* **Reading text**:
==========
For legacy compatibility:

  • The content type application/vnd.demis_pseudonymization+json is supported then the answering content type is also application/vnd.demis_pseudonymization+json.
  • As value for the type property "demisPseudonymizationRequest" is also allowed.

Flags

The following flags can be used to configure the generation of common Secrets (§6.1/§7.1/§7.4 Notifications - or secret "one"):

secrets.one.generation.enabled=true
secrets.one.generation.init-on-missing=false
secrets.one.generation.days-of-validity=45
secrets.one.generation.secret-length=50
secrets.one.generation.supported-symbols="ABCDEFGHIJKLMNOPQRSTUVWXYZabcdefghijklmnopqrstuvwxyz0123456789.;!?$%&/()[]-_"
# run every day by default at 0:00 - the Generation Schedule should run before the reloading one.
secrets.one.generation.cron-schedule=0 0 0 * * *
# secret reloading configuration
secrets.one.reloading.enabled=true
# run every day by default at 0:10 - the Reloading Schedule should run after the generation one.
secrets.one.reloading.cron-schedule=0 10 0 * * *

The following flags can be used to configure the generation of anonymous Secrets (§7.3 Notifications - or secret "two"):

secrets.two.generation.enabled=true
secrets.two.generation.init-on-missing=false
secrets.two.generation.days-of-validity=1095
secrets.two.generation.secret-length=50
secrets.two.generation.supported-symbols="ABCDEFGHIJKLMNOPQRSTUVWXYZabcdefghijklmnopqrstuvwxyz0123456789.;!?$%&/()[]-_"
==========
* **Task to complete**: Extend the text on the secret-generation flags, picking up right after its final line.

* **Raw data**:
==========
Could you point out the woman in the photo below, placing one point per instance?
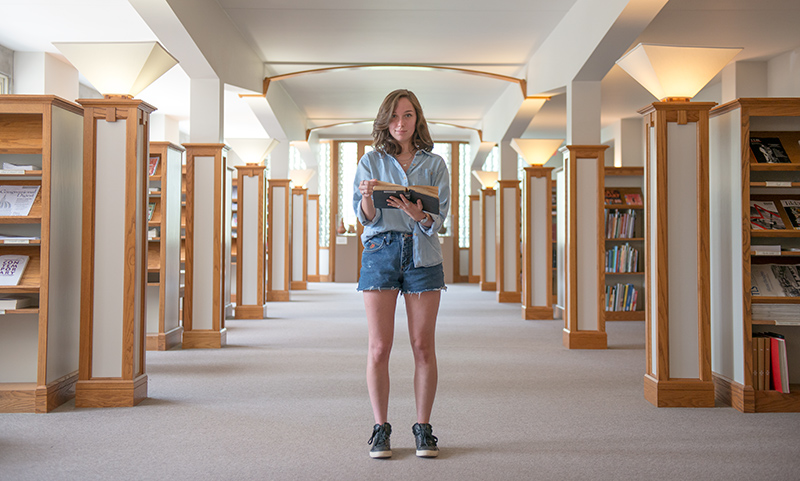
==========
* **Reply**:
# run every day by default at 0:00 - the Generation Schedule should run before the reloading one.
secrets.two.generation.cron-schedule=0 0 0 * * *
# secret reloading configuration
secrets.two.reloading.enabled=true
# run every day by default at 0:10 - the Reloading Schedule should run after the generation one.
secrets.two.reloading.cron-schedule=0 10 0 * * *
Ops Flag Description

Pseudonym Generation

Pseudonym generation uses hash functions, which require secrets. Different secrets used by the same hash function lead to different pseudonyms for the same input. This helps protect end-user privacy.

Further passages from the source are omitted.